[Data listing]:
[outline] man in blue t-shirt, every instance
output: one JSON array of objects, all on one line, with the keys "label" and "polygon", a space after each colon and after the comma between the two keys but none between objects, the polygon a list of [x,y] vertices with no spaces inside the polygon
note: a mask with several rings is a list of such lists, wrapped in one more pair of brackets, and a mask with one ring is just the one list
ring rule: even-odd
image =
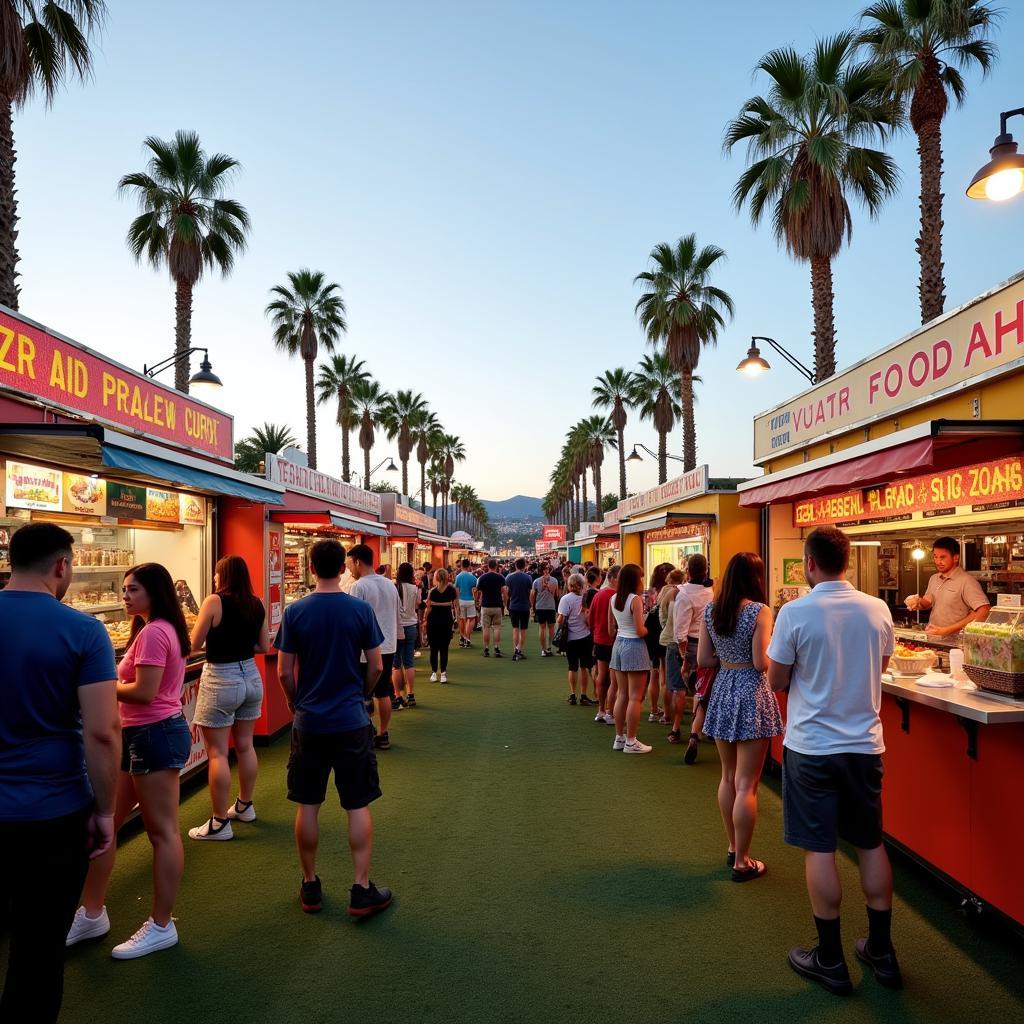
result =
[{"label": "man in blue t-shirt", "polygon": [[459,592],[459,646],[472,647],[471,637],[476,625],[476,576],[469,571],[473,563],[462,560],[462,572],[455,577],[455,589]]},{"label": "man in blue t-shirt", "polygon": [[89,860],[114,841],[114,648],[98,619],[60,603],[73,578],[73,542],[52,523],[21,527],[10,540],[11,580],[0,591],[4,1021],[57,1019],[65,937]]},{"label": "man in blue t-shirt", "polygon": [[530,625],[530,595],[533,592],[533,577],[526,571],[526,559],[516,559],[515,572],[505,577],[508,590],[508,617],[512,620],[512,660],[525,661],[523,647],[526,645],[526,631]]},{"label": "man in blue t-shirt", "polygon": [[[373,608],[339,588],[345,549],[335,540],[317,541],[309,559],[316,589],[285,609],[276,640],[281,688],[295,714],[288,799],[299,805],[295,816],[302,865],[299,902],[307,913],[323,907],[316,853],[320,806],[327,799],[333,770],[341,806],[348,813],[355,869],[348,912],[366,917],[391,905],[391,890],[378,889],[370,881],[373,819],[369,805],[381,791],[365,705],[383,667],[384,634]],[[366,659],[365,665],[361,658]]]}]

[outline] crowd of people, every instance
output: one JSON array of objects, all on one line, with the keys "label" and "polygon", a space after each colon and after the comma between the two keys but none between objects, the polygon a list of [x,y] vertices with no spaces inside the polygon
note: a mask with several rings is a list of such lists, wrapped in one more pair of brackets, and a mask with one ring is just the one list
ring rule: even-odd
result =
[{"label": "crowd of people", "polygon": [[[319,811],[333,775],[348,818],[353,884],[348,913],[363,918],[392,902],[370,878],[373,822],[381,796],[377,751],[390,746],[393,714],[415,708],[415,659],[430,652],[432,682],[448,682],[448,652],[460,647],[502,658],[510,619],[514,662],[526,660],[531,622],[540,658],[566,660],[572,706],[614,726],[612,749],[647,754],[638,733],[668,726],[683,762],[713,740],[721,763],[718,805],[735,882],[763,878],[751,856],[757,792],[768,744],[783,731],[773,691],[789,691],[783,804],[785,839],[804,851],[816,946],[790,951],[800,974],[829,991],[850,991],[839,927],[835,864],[839,837],[857,850],[868,936],[856,955],[880,982],[900,984],[890,937],[892,877],[881,831],[881,674],[893,649],[886,605],[846,582],[849,542],[831,528],[806,540],[809,597],[773,622],[764,566],[735,555],[717,587],[703,555],[684,566],[593,565],[519,558],[458,572],[411,564],[396,578],[374,567],[372,550],[333,540],[310,552],[315,589],[289,605],[271,647],[266,612],[245,562],[218,561],[214,593],[189,631],[167,570],[125,573],[132,620],[115,664],[102,625],[61,603],[73,576],[73,538],[33,523],[11,539],[12,576],[0,592],[0,643],[10,671],[0,680],[0,884],[10,952],[0,1016],[55,1020],[66,946],[111,930],[105,900],[116,836],[137,806],[152,847],[150,912],[117,959],[178,942],[173,908],[184,872],[178,823],[180,772],[192,748],[182,713],[186,659],[205,652],[194,725],[209,757],[211,814],[188,831],[225,841],[256,820],[254,724],[263,700],[255,655],[276,649],[293,713],[287,768],[301,868],[299,901],[323,906],[317,874]],[[301,666],[301,670],[300,670]],[[687,699],[689,698],[689,706]],[[689,715],[689,728],[683,723]],[[376,719],[374,723],[373,719]],[[228,751],[238,759],[231,800]],[[43,886],[24,880],[44,877]],[[77,910],[76,910],[77,907]]]}]

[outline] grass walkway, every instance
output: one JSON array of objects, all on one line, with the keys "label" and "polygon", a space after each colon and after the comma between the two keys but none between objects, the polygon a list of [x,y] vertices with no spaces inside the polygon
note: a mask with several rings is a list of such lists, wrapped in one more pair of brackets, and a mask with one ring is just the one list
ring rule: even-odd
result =
[{"label": "grass walkway", "polygon": [[[853,960],[865,921],[845,859],[856,994],[840,1001],[792,974],[786,950],[813,923],[777,793],[762,789],[754,849],[768,876],[734,885],[712,749],[684,767],[665,729],[645,725],[653,754],[613,754],[612,729],[564,703],[564,665],[484,661],[478,647],[452,651],[447,687],[417,671],[422,703],[396,715],[374,807],[373,876],[395,906],[364,924],[345,913],[350,865],[330,798],[325,910],[298,907],[285,740],[261,752],[259,821],[230,843],[186,839],[180,945],[118,963],[110,947],[145,918],[150,892],[149,846],[130,839],[109,897],[113,932],[71,951],[62,1020],[1021,1019],[1022,947],[976,932],[908,868],[897,871],[894,922],[903,992],[862,978]],[[190,794],[182,831],[208,814],[205,790]]]}]

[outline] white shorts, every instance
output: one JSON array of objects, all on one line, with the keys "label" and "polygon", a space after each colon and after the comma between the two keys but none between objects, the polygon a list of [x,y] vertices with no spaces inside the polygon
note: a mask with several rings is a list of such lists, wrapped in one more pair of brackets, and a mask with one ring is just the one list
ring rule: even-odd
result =
[{"label": "white shorts", "polygon": [[476,603],[474,601],[460,601],[459,602],[459,618],[460,619],[475,619],[476,618]]}]

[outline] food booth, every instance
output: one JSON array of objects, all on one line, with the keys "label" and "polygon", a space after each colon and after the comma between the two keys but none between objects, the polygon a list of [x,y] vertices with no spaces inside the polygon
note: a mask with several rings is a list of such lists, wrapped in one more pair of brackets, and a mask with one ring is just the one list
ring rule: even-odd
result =
[{"label": "food booth", "polygon": [[640,565],[646,579],[661,562],[682,568],[690,555],[702,554],[717,579],[738,551],[760,551],[760,516],[740,507],[736,483],[698,466],[620,501],[623,563]]},{"label": "food booth", "polygon": [[[473,538],[465,530],[455,530],[448,540],[451,545],[447,553],[449,566],[457,566],[462,562],[462,559],[473,557]],[[416,563],[414,562],[413,564],[415,565]]]},{"label": "food booth", "polygon": [[776,608],[801,593],[803,538],[831,524],[850,536],[850,581],[889,605],[900,643],[934,652],[940,669],[965,651],[981,688],[904,674],[905,663],[883,681],[885,830],[968,906],[1018,925],[1024,886],[1005,851],[1024,842],[1024,637],[1002,614],[926,633],[928,613],[906,599],[924,593],[946,536],[993,606],[1020,604],[1022,395],[1024,275],[758,416],[765,475],[740,485],[743,506],[763,509]]},{"label": "food booth", "polygon": [[382,494],[381,521],[386,525],[388,557],[392,576],[403,562],[416,569],[428,563],[440,569],[446,564],[448,538],[437,532],[437,520],[406,505],[399,494]]},{"label": "food booth", "polygon": [[[280,488],[232,468],[232,419],[77,342],[0,309],[0,587],[12,534],[53,522],[75,539],[66,603],[94,615],[115,652],[131,628],[121,582],[165,565],[191,625],[210,593],[220,503],[281,501]],[[190,658],[191,724],[203,657]],[[206,761],[198,730],[184,772]]]},{"label": "food booth", "polygon": [[605,512],[604,519],[594,537],[594,564],[599,569],[619,565],[622,560],[622,539],[619,534],[619,510]]}]

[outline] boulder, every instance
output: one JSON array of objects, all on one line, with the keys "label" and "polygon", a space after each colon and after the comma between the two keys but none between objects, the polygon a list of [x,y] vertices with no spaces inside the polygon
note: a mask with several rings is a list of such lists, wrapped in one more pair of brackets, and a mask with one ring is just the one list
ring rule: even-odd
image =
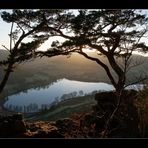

[What the exercise asks]:
In the material above, find every line that has the string "instance" and pull those lines out.

[Problem solution]:
[outline] man in blue t-shirt, every instance
[outline] crowd of people, every instance
[outline] grass walkway, every instance
[outline] white shorts, every instance
[outline] food booth, every instance
[outline] boulder, every instance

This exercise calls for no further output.